──────── Provided text
Kṣitigarbha (, ,  Wylie: sa yi snying po) is a bodhisattva primarily revered in East Asian Buddhism and usually depicted as a Buddhist monk. His name may be translated as "Earth Treasury", "Earth Store", "Earth Matrix", or "Earth Womb".  Kṣitigarbha is known for his vow to take responsibility for the instruction of all beings in the six worlds between the death of Gautama Buddha and the rise of Maitreya, as well as his vow not to achieve Buddhahood until all hells are emptied. He is therefore often regarded as the bodhisattva of hell-beings, as well as the guardian of children and patron deity of deceased children and aborted fetuses in Japanese culture.

Usually depicted as a monk with a halo around his shaved head, he carries a staff to force open the gates of hell and a wish-fulfilling jewel to light up the darkness.

Overview 
Kṣitigarbha is one of the four principal bodhisattvas in East Asian Mahayana Buddhism. The others are Samantabhadra, Manjusri, and Avalokiteśvara.

At the pre-Tang dynasty grottos in Dunhuang and Longmen, he is depicted in a classical bodhisattva form. After the Tang, he became increasingly depicted as a monk carrying Buddhist prayer beads and a staff.

His full name in Chinese is Dayuan Dizang Pusa (), or "Kṣitigarbha Bodhisattva of the Great Vow," pronounced Daigan Jizō Bosatsu in Japanese, Jijang Bosal in Korean, Đại Nguyện Địa Tạng Vương Bồ Tát in Vietnamese. This name is a reference to his pledge, as recorded in the sutras, to take responsibility for the instruction of all beings in the six worlds in the era between the parinirvana of the Buddha and the rise of Maitreya. Because of this important role, shrines to Kṣitigarbha often occupy a central role in temples, especially within the memorial halls or mausoleums.

Sources

As a Brahmin maiden 
The story of Kṣitigarbha was first described in the Kṣitigarbha Bodhisattva Pūrvapraṇidhāna Sūtra, one of the most popular Mahayana sutras. This sutra is said to have been spoken by the Buddha towards the end of his life to the beings of the Trāyastriṃśa Heaven as a mark of gratitude and remembrance for his beloved mother, Maya. The Kṣitigarbha Bodhisattva Pūrvapraṇidhāna Sūtra begins, "Thus have I heard. Once the Buddha was abiding in Trayastrimsas Heaven in order to expound the Dharma to his mother."

The Kṣitigarbha Bodhisattva Pūrvapraṇidhāna Sūtra was first translated from Sanskrit into Chinese between 695 and 700 CE, during the Tang dynasty, by the Tripiṭaka master Śikṣānanda, a Buddhist monk from Khotan who also provided a new translation of the Avataṃsaka Sūtra and the Laṅkāvatāra Sūtra. However, some scholars have suspected that instead of being translated, this text may have originated in China, since no Sanskrit manuscripts of this text have been found. Part of the reason for suspicion is that the text advocates filial piety, which was stereotypically associated with Chinese culture. It stated that Kṣitigarbha practised filial piety as a mortal, which eventually led to making great vows to save all sentient beings. Since then, other scholars such as Gregory Schopen have pointed out that Indian Buddhism also had traditions of filial piety. Currently there is no definitive evidence indicating either an Indian or Chinese origin for the text.
────────────────
§ **To be done**: From the Kṣitigarbha text, give again everything from "His full name" down to "halls or mausoleums.", word for word.
──────── Material supplied
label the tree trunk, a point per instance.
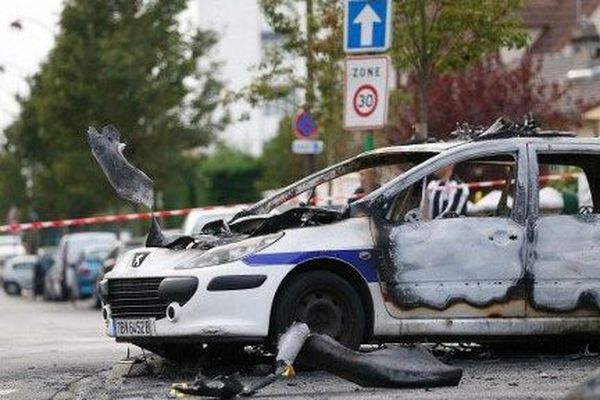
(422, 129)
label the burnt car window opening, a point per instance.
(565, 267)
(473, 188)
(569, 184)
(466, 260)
────────────────
──────── Material supplied
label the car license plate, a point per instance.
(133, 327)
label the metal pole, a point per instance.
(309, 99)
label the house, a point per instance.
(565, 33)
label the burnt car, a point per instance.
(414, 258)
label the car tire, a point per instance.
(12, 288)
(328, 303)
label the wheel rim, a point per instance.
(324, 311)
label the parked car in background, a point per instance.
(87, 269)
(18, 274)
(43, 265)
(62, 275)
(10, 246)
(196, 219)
────────────────
──────── Material supplied
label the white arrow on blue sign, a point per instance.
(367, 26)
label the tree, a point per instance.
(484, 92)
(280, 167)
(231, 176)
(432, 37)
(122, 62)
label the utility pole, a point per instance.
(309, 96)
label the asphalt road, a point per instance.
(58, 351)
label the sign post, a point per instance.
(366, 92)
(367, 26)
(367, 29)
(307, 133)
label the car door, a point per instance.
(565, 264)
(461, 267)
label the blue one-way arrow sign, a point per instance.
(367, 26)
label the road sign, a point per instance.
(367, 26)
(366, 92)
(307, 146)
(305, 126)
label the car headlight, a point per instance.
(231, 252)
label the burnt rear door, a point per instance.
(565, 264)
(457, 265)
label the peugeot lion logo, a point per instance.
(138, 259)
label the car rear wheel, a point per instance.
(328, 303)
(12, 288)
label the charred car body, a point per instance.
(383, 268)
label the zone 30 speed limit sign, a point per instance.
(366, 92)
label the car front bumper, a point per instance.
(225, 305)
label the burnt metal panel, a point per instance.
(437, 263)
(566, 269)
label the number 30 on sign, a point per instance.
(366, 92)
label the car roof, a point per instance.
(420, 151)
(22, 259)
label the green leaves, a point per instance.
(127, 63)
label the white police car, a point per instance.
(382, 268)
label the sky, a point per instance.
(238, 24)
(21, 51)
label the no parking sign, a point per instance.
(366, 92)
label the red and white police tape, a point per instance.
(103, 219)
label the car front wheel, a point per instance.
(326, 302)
────────────────
§ **Written answer**:
His full name in Chinese is Dayuan Dizang Pusa (), or "Kṣitigarbha Bodhisattva of the Great Vow," pronounced Daigan Jizō Bosatsu in Japanese, Jijang Bosal in Korean, Đại Nguyện Địa Tạng Vương Bồ Tát in Vietnamese. This name is a reference to his pledge, as recorded in the sutras, to take responsibility for the instruction of all beings in the six worlds in the era between the parinirvana of the Buddha and the rise of Maitreya. Because of this important role, shrines to Kṣitigarbha often occupy a central role in temples, especially within the memorial halls or mausoleums.